Record extracts:
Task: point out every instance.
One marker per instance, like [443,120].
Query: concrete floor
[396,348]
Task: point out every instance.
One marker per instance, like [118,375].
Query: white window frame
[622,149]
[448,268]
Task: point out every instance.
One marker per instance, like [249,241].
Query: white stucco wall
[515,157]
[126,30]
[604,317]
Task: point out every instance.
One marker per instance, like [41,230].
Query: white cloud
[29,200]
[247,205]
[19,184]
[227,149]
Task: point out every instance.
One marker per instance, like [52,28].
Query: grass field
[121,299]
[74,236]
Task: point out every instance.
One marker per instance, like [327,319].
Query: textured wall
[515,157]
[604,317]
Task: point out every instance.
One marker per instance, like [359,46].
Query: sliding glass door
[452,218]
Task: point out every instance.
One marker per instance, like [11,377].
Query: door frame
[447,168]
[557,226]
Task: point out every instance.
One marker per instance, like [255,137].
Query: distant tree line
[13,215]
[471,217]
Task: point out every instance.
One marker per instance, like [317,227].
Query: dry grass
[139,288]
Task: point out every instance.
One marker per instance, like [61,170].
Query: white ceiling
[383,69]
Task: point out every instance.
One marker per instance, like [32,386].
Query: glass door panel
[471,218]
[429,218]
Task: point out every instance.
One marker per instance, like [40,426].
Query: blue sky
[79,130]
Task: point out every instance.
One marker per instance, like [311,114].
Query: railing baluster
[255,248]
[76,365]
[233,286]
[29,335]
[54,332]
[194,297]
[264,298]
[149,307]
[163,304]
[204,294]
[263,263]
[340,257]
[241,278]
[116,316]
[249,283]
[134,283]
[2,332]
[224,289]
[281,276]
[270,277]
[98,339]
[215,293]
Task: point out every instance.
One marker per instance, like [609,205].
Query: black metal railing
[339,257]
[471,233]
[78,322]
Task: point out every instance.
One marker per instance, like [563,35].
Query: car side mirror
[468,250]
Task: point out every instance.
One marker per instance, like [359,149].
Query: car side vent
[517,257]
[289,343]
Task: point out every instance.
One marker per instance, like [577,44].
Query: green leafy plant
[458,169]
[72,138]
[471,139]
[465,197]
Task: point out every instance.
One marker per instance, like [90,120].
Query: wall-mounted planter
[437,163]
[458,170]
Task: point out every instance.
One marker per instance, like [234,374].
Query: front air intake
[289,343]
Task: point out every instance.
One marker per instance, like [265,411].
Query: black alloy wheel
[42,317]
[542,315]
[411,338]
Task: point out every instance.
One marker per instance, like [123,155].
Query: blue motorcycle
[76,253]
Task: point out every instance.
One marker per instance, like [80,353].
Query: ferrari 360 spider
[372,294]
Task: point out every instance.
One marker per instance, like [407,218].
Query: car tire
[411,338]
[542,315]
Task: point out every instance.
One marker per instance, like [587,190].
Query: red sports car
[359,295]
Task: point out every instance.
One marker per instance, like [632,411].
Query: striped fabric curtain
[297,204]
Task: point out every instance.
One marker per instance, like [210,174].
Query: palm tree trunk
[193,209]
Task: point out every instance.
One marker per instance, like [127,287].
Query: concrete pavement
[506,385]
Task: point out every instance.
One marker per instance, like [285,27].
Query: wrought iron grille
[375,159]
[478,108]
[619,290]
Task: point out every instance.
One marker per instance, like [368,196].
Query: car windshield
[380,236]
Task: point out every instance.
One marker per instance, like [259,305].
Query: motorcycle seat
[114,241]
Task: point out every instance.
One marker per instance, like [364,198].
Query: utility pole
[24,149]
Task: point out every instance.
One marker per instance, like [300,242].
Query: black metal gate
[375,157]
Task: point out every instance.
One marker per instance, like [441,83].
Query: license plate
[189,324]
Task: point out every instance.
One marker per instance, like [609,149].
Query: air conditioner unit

Objective: Each entry is to be returned in full, character for character.

Completed exercise:
Task: point out every instance.
One marker per instance, like [443,120].
Query: concrete floor
[396,348]
Task: point out every instance.
One marker per instance, like [118,375].
Query: white window frame
[622,149]
[448,268]
Task: point out every instance.
One marker per instance, like [249,241].
Query: white stucco wall
[515,157]
[126,30]
[604,317]
Task: point out every instance.
One marker per instance, like [41,230].
Query: white cloud
[29,200]
[247,205]
[19,184]
[227,149]
Task: point out every instance.
One marker per instance, like [52,28].
Query: grass field
[121,299]
[74,236]
Task: point out every instance.
One marker per instance, like [327,319].
Query: textured wall
[515,157]
[604,317]
Task: point out every instance.
One marker per instance, like [359,46].
Query: sliding glass door
[452,218]
Task: point out every instance.
One marker per instance, like [11,377].
Query: door frame
[447,168]
[557,226]
Task: point out every instance.
One marker per instance, like [255,137].
Query: distant tree line
[13,215]
[471,217]
Task: point out every instance.
One marker per instance, like [317,227].
Query: dry grass
[139,288]
Task: point out every instance.
One marker per instance, like [61,170].
Query: white ceiling
[383,69]
Task: point out every instance.
One marker per instance, like [32,386].
Query: glass door panel
[471,218]
[429,218]
Task: point out every instance.
One marker per instance, like [40,426].
Query: blue sky
[79,130]
Task: point out every instance.
One marker per instance, like [311,114].
Query: railing baluster
[255,248]
[76,365]
[233,286]
[29,335]
[54,332]
[194,297]
[264,298]
[149,307]
[163,304]
[204,294]
[263,263]
[340,257]
[241,278]
[116,316]
[249,283]
[134,283]
[2,332]
[224,289]
[281,276]
[270,277]
[98,339]
[215,293]
Task: point out every instance.
One marker per instance, like [609,205].
Query: black metal railing
[339,257]
[471,233]
[78,322]
Task: point out every instance.
One marker per instance, like [563,35].
Query: car side mirror
[468,250]
Task: point out every instance.
One marker per instance, like [359,149].
Query: car side vent
[517,257]
[289,343]
Task: point out every instance.
One marker per instance, like [577,44].
Query: green leafy plant
[458,169]
[72,138]
[471,139]
[465,197]
Task: point out every instance.
One marker per instance, like [90,120].
Query: wall-mounted planter
[437,163]
[458,170]
Task: point out every instance.
One marker per instance, like [234,374].
Query: front air intake
[289,343]
Task: point out every instance.
One marker per instance, like [265,411].
Query: black alloy wheel
[42,317]
[542,315]
[411,338]
Task: point out every instance.
One marker per instance, like [123,155].
Query: blue motorcycle
[76,253]
Task: point out every instance.
One marker per instance, like [80,353].
Query: ferrari 360 spider
[372,294]
Task: point out every instance.
One marker per instance, like [407,218].
Query: car tire
[411,338]
[542,315]
Task: point out every instance.
One marker per instance, like [587,190].
Query: red sports car
[359,295]
Task: point out every instance.
One marker per instance, like [632,411].
Query: striped fabric curtain
[297,204]
Task: point out every instance.
One marker per instance, like [210,174].
Query: palm tree trunk
[193,209]
Task: point out every instance.
One marker per instance, like [127,287].
Query: concrete pavement
[506,385]
Task: point out every instance.
One marker per instance, like [285,27].
Query: wrought iron grille
[375,159]
[478,108]
[619,290]
Task: point out every instance.
One marker per instance, like [368,196].
Query: car windshield
[380,236]
Task: point out every instance.
One marker per instance, like [259,305].
Query: motorcycle seat
[114,241]
Task: point out every instance.
One marker per instance, like [364,198].
Query: utility pole
[24,149]
Task: point out every instance.
One marker per instance, like [300,242].
Query: black metal gate
[375,157]
Task: point out every instance.
One marker per instance, like [441,83].
Query: license plate
[189,324]
Task: point out every instance.
One marker per instance, like [609,149].
Query: air conditioner unit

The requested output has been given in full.